# Task to carry out:
Look through the listing below for the string "after". Say how many lines hold it, and nothing else.

......

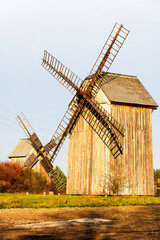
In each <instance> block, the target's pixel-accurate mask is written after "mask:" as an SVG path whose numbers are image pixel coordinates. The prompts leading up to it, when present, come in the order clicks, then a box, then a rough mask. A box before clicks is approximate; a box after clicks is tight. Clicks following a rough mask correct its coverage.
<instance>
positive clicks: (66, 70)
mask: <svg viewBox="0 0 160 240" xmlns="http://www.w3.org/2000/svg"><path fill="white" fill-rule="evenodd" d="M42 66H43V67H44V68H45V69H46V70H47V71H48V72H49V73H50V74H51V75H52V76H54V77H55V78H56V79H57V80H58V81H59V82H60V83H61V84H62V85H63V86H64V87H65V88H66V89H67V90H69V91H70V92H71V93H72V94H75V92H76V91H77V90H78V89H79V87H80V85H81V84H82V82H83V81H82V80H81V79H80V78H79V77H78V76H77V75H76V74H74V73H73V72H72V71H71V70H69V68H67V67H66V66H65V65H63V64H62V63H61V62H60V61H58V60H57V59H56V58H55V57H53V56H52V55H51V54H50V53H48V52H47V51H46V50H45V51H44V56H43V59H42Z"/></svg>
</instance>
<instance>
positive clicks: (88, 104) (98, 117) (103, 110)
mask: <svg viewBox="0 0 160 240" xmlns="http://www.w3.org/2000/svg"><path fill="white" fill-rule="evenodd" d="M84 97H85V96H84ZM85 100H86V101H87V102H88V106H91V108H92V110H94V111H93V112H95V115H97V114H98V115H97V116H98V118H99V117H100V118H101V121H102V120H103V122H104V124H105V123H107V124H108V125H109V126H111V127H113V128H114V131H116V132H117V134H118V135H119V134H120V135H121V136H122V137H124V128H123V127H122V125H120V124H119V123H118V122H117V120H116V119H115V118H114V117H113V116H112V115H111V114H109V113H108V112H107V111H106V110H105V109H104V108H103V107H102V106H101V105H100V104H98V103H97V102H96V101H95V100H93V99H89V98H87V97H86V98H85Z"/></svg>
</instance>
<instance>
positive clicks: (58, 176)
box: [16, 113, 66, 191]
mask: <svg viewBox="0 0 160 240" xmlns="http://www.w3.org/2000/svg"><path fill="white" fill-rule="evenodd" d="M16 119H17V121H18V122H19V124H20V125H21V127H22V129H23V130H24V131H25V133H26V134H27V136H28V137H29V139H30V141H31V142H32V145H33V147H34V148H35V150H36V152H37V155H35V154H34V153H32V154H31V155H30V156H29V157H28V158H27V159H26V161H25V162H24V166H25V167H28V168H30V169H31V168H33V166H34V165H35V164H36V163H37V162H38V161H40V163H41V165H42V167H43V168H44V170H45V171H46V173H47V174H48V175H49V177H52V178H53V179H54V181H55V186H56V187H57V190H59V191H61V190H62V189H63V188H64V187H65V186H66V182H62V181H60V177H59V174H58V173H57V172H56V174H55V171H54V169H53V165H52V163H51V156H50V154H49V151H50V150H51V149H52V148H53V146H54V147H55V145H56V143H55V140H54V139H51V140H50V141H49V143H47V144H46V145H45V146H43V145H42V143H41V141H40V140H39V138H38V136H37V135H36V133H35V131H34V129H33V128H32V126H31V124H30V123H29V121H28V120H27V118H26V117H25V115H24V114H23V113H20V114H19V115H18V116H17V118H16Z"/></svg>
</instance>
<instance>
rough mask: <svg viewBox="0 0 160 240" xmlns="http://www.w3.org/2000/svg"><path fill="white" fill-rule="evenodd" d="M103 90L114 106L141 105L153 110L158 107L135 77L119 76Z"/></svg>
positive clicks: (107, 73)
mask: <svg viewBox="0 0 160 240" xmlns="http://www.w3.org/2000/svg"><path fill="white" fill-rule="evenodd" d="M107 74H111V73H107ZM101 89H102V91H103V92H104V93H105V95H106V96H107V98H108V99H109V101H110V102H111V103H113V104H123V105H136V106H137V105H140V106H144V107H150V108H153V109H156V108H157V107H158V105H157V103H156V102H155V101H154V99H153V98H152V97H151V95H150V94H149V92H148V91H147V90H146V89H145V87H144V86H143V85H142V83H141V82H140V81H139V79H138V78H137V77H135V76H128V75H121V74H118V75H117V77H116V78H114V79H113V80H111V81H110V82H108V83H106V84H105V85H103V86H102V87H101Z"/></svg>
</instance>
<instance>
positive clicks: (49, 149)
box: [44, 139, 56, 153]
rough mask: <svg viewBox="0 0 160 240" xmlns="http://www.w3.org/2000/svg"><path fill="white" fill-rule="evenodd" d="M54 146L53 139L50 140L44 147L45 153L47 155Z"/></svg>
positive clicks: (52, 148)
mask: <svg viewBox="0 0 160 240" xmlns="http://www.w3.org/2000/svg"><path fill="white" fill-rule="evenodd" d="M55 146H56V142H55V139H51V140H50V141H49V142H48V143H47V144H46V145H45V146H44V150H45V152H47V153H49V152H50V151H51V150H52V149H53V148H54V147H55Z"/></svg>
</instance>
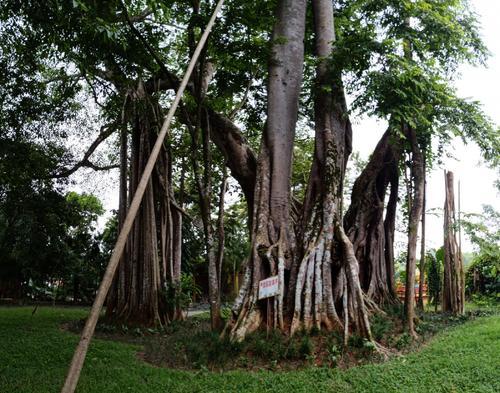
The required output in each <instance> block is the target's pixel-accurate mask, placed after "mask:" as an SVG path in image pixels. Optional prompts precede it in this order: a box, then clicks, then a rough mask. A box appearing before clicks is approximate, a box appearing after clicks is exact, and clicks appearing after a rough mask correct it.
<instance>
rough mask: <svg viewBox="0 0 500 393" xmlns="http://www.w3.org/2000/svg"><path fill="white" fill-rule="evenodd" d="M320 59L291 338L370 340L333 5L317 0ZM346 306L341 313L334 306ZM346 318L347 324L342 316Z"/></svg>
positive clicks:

......

# Answer to this task:
2